> **Directions for this task**:
Tally the lines in the listing below that contain the word "woman", and give only that count.

** begin Material for the task **

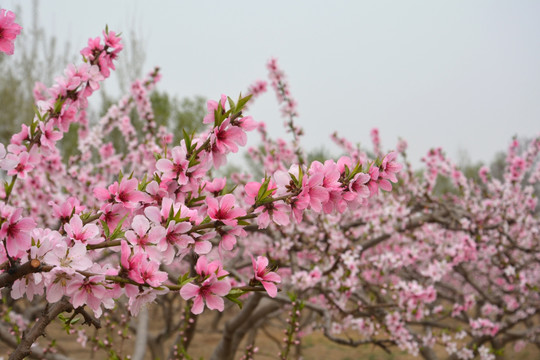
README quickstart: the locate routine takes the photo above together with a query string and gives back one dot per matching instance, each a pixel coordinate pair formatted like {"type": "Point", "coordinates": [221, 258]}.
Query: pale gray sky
{"type": "Point", "coordinates": [463, 75]}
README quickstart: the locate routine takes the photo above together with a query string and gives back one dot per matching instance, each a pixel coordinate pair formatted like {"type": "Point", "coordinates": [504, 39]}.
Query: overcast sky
{"type": "Point", "coordinates": [463, 75]}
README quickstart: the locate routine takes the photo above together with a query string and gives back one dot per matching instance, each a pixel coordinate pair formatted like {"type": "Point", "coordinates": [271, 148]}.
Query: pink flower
{"type": "Point", "coordinates": [263, 275]}
{"type": "Point", "coordinates": [211, 289]}
{"type": "Point", "coordinates": [16, 231]}
{"type": "Point", "coordinates": [313, 191]}
{"type": "Point", "coordinates": [86, 234]}
{"type": "Point", "coordinates": [175, 169]}
{"type": "Point", "coordinates": [25, 162]}
{"type": "Point", "coordinates": [8, 31]}
{"type": "Point", "coordinates": [144, 240]}
{"type": "Point", "coordinates": [224, 211]}
{"type": "Point", "coordinates": [87, 291]}
{"type": "Point", "coordinates": [66, 208]}
{"type": "Point", "coordinates": [389, 168]}
{"type": "Point", "coordinates": [125, 193]}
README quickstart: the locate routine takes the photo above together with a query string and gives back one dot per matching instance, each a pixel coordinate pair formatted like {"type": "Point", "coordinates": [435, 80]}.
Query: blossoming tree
{"type": "Point", "coordinates": [110, 232]}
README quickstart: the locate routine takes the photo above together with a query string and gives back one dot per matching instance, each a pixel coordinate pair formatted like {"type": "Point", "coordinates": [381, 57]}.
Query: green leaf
{"type": "Point", "coordinates": [185, 279]}
{"type": "Point", "coordinates": [232, 106]}
{"type": "Point", "coordinates": [106, 230]}
{"type": "Point", "coordinates": [187, 139]}
{"type": "Point", "coordinates": [235, 300]}
{"type": "Point", "coordinates": [242, 102]}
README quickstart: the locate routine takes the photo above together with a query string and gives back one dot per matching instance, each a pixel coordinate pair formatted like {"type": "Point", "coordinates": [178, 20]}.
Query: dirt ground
{"type": "Point", "coordinates": [314, 346]}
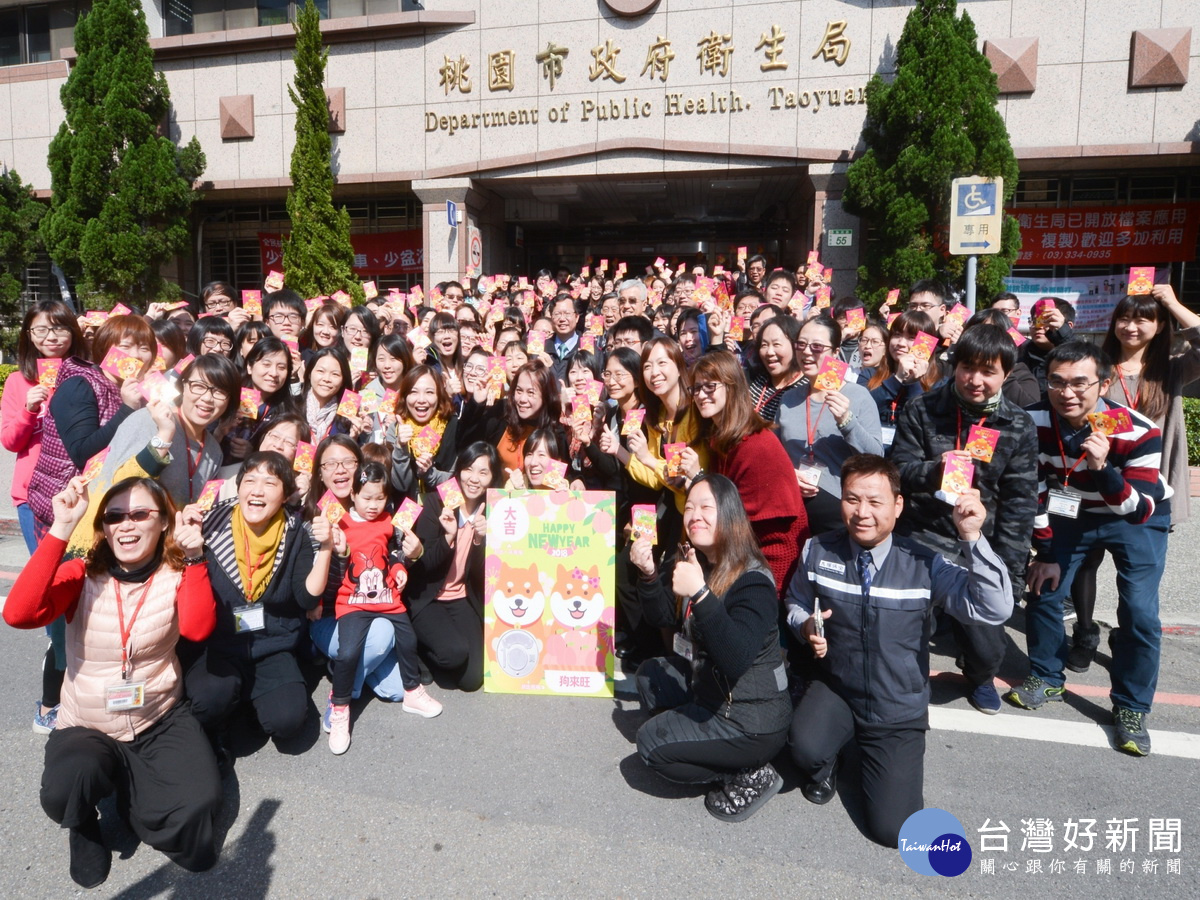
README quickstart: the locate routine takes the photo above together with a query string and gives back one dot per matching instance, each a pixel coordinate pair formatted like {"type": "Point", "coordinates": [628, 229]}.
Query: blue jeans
{"type": "Point", "coordinates": [58, 629]}
{"type": "Point", "coordinates": [377, 667]}
{"type": "Point", "coordinates": [1139, 552]}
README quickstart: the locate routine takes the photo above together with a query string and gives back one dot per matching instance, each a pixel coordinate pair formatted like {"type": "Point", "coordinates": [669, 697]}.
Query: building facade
{"type": "Point", "coordinates": [634, 129]}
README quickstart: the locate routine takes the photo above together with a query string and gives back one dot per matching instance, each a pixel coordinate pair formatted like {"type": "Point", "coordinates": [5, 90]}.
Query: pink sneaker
{"type": "Point", "coordinates": [420, 702]}
{"type": "Point", "coordinates": [339, 730]}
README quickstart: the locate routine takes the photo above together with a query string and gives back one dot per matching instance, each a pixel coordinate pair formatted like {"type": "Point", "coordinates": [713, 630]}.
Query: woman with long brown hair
{"type": "Point", "coordinates": [1150, 378]}
{"type": "Point", "coordinates": [721, 705]}
{"type": "Point", "coordinates": [124, 727]}
{"type": "Point", "coordinates": [745, 451]}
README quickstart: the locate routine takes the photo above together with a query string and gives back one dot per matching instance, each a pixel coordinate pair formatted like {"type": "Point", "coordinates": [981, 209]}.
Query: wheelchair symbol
{"type": "Point", "coordinates": [977, 199]}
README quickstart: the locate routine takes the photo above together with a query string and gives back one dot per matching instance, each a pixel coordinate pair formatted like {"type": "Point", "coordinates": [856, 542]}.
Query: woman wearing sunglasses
{"type": "Point", "coordinates": [123, 727]}
{"type": "Point", "coordinates": [169, 439]}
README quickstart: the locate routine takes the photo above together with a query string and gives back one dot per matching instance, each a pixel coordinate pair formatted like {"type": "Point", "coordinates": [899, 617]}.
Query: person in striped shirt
{"type": "Point", "coordinates": [1096, 490]}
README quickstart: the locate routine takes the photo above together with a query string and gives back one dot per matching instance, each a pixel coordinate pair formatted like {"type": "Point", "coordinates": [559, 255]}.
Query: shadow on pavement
{"type": "Point", "coordinates": [244, 871]}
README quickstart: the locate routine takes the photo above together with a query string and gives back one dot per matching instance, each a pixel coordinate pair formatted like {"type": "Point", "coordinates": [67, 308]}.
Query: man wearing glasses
{"type": "Point", "coordinates": [285, 313]}
{"type": "Point", "coordinates": [1096, 490]}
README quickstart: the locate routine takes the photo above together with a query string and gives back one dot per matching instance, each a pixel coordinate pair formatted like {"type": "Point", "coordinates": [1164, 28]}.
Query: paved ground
{"type": "Point", "coordinates": [545, 797]}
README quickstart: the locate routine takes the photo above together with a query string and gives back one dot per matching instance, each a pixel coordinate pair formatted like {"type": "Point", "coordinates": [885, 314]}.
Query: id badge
{"type": "Point", "coordinates": [125, 696]}
{"type": "Point", "coordinates": [809, 473]}
{"type": "Point", "coordinates": [1063, 503]}
{"type": "Point", "coordinates": [249, 618]}
{"type": "Point", "coordinates": [683, 647]}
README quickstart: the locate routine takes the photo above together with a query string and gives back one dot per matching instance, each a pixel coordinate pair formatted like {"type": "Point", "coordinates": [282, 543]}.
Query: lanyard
{"type": "Point", "coordinates": [1062, 453]}
{"type": "Point", "coordinates": [251, 567]}
{"type": "Point", "coordinates": [1131, 401]}
{"type": "Point", "coordinates": [808, 419]}
{"type": "Point", "coordinates": [958, 433]}
{"type": "Point", "coordinates": [127, 631]}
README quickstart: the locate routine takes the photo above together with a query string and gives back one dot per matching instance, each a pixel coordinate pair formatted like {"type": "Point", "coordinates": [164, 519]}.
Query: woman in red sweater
{"type": "Point", "coordinates": [123, 727]}
{"type": "Point", "coordinates": [751, 457]}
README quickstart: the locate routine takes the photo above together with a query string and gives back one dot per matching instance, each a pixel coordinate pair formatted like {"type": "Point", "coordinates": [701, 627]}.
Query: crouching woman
{"type": "Point", "coordinates": [720, 707]}
{"type": "Point", "coordinates": [124, 726]}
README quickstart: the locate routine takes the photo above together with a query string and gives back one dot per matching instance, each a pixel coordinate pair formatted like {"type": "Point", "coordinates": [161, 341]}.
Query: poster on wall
{"type": "Point", "coordinates": [550, 593]}
{"type": "Point", "coordinates": [1095, 298]}
{"type": "Point", "coordinates": [1141, 234]}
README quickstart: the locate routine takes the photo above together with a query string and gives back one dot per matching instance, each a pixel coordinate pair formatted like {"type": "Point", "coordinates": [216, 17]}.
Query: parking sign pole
{"type": "Point", "coordinates": [972, 263]}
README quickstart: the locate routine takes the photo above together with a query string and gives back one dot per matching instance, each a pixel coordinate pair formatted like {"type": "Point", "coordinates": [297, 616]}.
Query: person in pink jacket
{"type": "Point", "coordinates": [48, 335]}
{"type": "Point", "coordinates": [125, 727]}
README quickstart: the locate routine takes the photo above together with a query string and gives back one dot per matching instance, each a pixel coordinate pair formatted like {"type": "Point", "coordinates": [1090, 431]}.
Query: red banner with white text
{"type": "Point", "coordinates": [387, 253]}
{"type": "Point", "coordinates": [1140, 234]}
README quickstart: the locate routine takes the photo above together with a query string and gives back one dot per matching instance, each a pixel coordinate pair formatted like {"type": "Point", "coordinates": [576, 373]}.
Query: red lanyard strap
{"type": "Point", "coordinates": [958, 432]}
{"type": "Point", "coordinates": [126, 631]}
{"type": "Point", "coordinates": [1062, 453]}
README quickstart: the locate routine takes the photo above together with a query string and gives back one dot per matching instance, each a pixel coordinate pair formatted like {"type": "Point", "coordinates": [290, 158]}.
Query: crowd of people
{"type": "Point", "coordinates": [217, 497]}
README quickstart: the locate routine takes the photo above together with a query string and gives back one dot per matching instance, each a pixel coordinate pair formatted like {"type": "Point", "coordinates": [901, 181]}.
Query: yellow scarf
{"type": "Point", "coordinates": [256, 555]}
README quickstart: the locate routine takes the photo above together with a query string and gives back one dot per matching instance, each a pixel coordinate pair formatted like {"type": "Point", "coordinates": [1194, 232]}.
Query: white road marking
{"type": "Point", "coordinates": [1080, 733]}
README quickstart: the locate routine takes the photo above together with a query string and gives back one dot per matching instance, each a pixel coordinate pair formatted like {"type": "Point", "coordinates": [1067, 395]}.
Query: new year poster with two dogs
{"type": "Point", "coordinates": [550, 592]}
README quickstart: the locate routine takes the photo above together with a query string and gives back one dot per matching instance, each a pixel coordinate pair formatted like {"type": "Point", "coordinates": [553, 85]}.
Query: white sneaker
{"type": "Point", "coordinates": [340, 730]}
{"type": "Point", "coordinates": [420, 702]}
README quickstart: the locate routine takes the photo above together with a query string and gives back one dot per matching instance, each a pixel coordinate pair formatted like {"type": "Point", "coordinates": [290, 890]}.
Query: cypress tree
{"type": "Point", "coordinates": [935, 121]}
{"type": "Point", "coordinates": [318, 257]}
{"type": "Point", "coordinates": [19, 215]}
{"type": "Point", "coordinates": [123, 191]}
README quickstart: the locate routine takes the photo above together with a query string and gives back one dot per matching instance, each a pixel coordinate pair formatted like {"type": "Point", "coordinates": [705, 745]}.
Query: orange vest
{"type": "Point", "coordinates": [94, 654]}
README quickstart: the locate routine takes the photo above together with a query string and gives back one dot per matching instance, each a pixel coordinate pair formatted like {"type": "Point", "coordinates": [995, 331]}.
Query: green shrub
{"type": "Point", "coordinates": [5, 371]}
{"type": "Point", "coordinates": [1192, 425]}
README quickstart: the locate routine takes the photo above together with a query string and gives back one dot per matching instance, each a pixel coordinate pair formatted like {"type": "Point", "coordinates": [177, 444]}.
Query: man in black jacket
{"type": "Point", "coordinates": [876, 591]}
{"type": "Point", "coordinates": [936, 427]}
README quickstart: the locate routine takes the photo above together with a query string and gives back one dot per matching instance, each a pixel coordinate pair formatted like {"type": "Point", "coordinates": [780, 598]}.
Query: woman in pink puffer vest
{"type": "Point", "coordinates": [124, 726]}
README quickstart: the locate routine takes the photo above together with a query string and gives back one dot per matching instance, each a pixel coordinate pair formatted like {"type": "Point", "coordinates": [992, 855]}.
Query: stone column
{"type": "Point", "coordinates": [445, 246]}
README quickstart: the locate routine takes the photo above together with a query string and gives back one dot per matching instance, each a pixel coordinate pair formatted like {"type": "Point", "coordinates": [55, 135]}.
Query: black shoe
{"type": "Point", "coordinates": [744, 795]}
{"type": "Point", "coordinates": [90, 859]}
{"type": "Point", "coordinates": [821, 792]}
{"type": "Point", "coordinates": [1083, 649]}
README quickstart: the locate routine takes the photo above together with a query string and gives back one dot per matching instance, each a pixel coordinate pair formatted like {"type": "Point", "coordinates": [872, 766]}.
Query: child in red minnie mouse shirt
{"type": "Point", "coordinates": [371, 589]}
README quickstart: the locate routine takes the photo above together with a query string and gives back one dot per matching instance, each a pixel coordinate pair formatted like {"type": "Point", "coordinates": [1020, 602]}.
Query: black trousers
{"type": "Point", "coordinates": [166, 781]}
{"type": "Point", "coordinates": [893, 759]}
{"type": "Point", "coordinates": [690, 743]}
{"type": "Point", "coordinates": [453, 636]}
{"type": "Point", "coordinates": [352, 637]}
{"type": "Point", "coordinates": [217, 684]}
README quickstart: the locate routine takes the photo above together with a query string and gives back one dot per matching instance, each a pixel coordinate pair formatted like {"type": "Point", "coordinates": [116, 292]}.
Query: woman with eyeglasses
{"type": "Point", "coordinates": [822, 429]}
{"type": "Point", "coordinates": [325, 381]}
{"type": "Point", "coordinates": [282, 435]}
{"type": "Point", "coordinates": [269, 371]}
{"type": "Point", "coordinates": [426, 433]}
{"type": "Point", "coordinates": [903, 375]}
{"type": "Point", "coordinates": [745, 451]}
{"type": "Point", "coordinates": [211, 334]}
{"type": "Point", "coordinates": [1150, 377]}
{"type": "Point", "coordinates": [323, 330]}
{"type": "Point", "coordinates": [871, 349]}
{"type": "Point", "coordinates": [49, 331]}
{"type": "Point", "coordinates": [775, 365]}
{"type": "Point", "coordinates": [268, 569]}
{"type": "Point", "coordinates": [171, 439]}
{"type": "Point", "coordinates": [124, 727]}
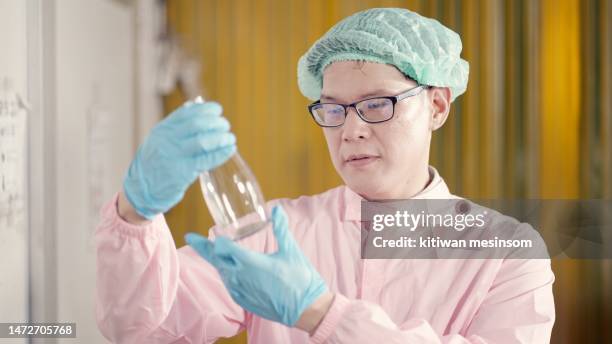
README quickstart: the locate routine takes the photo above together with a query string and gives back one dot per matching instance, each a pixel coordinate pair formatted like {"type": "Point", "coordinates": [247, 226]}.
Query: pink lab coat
{"type": "Point", "coordinates": [148, 291]}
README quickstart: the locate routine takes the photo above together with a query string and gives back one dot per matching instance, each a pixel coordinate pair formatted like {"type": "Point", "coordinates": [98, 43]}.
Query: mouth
{"type": "Point", "coordinates": [359, 160]}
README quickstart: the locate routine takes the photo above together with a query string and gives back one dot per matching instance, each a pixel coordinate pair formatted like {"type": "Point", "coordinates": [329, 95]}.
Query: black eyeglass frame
{"type": "Point", "coordinates": [394, 99]}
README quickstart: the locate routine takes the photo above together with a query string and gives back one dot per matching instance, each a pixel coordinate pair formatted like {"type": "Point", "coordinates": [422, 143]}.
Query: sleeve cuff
{"type": "Point", "coordinates": [331, 319]}
{"type": "Point", "coordinates": [110, 218]}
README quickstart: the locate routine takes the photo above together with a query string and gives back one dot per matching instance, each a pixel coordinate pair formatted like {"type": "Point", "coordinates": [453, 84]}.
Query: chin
{"type": "Point", "coordinates": [367, 188]}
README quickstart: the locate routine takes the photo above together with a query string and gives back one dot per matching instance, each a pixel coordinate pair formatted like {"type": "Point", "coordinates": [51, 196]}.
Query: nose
{"type": "Point", "coordinates": [354, 128]}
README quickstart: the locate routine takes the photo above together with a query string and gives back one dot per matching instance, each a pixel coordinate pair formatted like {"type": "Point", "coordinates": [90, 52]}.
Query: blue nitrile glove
{"type": "Point", "coordinates": [192, 139]}
{"type": "Point", "coordinates": [278, 286]}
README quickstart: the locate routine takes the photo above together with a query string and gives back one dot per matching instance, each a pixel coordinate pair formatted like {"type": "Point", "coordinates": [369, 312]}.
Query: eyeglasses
{"type": "Point", "coordinates": [371, 110]}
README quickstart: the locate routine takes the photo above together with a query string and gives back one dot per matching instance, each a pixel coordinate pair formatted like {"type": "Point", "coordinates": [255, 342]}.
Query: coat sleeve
{"type": "Point", "coordinates": [519, 308]}
{"type": "Point", "coordinates": [150, 292]}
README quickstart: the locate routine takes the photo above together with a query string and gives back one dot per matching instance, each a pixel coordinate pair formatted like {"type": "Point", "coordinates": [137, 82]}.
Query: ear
{"type": "Point", "coordinates": [440, 105]}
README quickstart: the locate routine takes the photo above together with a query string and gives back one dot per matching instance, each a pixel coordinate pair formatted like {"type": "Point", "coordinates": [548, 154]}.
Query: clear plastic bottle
{"type": "Point", "coordinates": [234, 198]}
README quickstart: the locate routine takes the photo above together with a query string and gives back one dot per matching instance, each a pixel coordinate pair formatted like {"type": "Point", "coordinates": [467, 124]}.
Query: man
{"type": "Point", "coordinates": [384, 80]}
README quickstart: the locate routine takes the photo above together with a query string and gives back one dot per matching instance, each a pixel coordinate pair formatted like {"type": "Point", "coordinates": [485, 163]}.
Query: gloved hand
{"type": "Point", "coordinates": [278, 286]}
{"type": "Point", "coordinates": [192, 139]}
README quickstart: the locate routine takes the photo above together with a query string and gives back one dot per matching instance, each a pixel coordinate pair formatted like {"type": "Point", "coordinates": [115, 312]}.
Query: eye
{"type": "Point", "coordinates": [376, 104]}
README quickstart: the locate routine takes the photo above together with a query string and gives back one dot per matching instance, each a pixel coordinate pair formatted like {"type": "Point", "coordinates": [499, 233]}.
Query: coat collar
{"type": "Point", "coordinates": [350, 207]}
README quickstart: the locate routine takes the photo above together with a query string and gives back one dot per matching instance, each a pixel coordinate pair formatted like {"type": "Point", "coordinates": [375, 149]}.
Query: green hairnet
{"type": "Point", "coordinates": [421, 48]}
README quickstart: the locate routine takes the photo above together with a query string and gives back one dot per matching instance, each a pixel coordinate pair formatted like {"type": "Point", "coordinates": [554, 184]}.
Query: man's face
{"type": "Point", "coordinates": [379, 160]}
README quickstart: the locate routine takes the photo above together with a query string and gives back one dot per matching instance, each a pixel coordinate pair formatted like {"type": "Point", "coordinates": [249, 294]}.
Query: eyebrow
{"type": "Point", "coordinates": [374, 93]}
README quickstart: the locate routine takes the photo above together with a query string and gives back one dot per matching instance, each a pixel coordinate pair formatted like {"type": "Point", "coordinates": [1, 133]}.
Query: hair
{"type": "Point", "coordinates": [360, 63]}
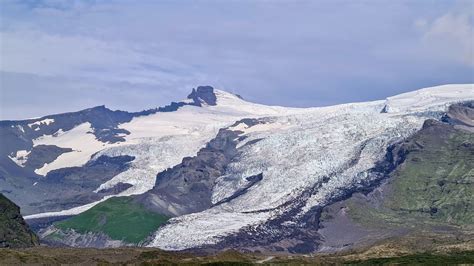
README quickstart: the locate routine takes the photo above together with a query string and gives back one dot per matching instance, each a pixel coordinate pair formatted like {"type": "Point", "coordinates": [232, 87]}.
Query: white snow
{"type": "Point", "coordinates": [46, 121]}
{"type": "Point", "coordinates": [80, 139]}
{"type": "Point", "coordinates": [20, 157]}
{"type": "Point", "coordinates": [301, 150]}
{"type": "Point", "coordinates": [158, 141]}
{"type": "Point", "coordinates": [298, 149]}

** end Material for the task **

> **Worked solution**:
6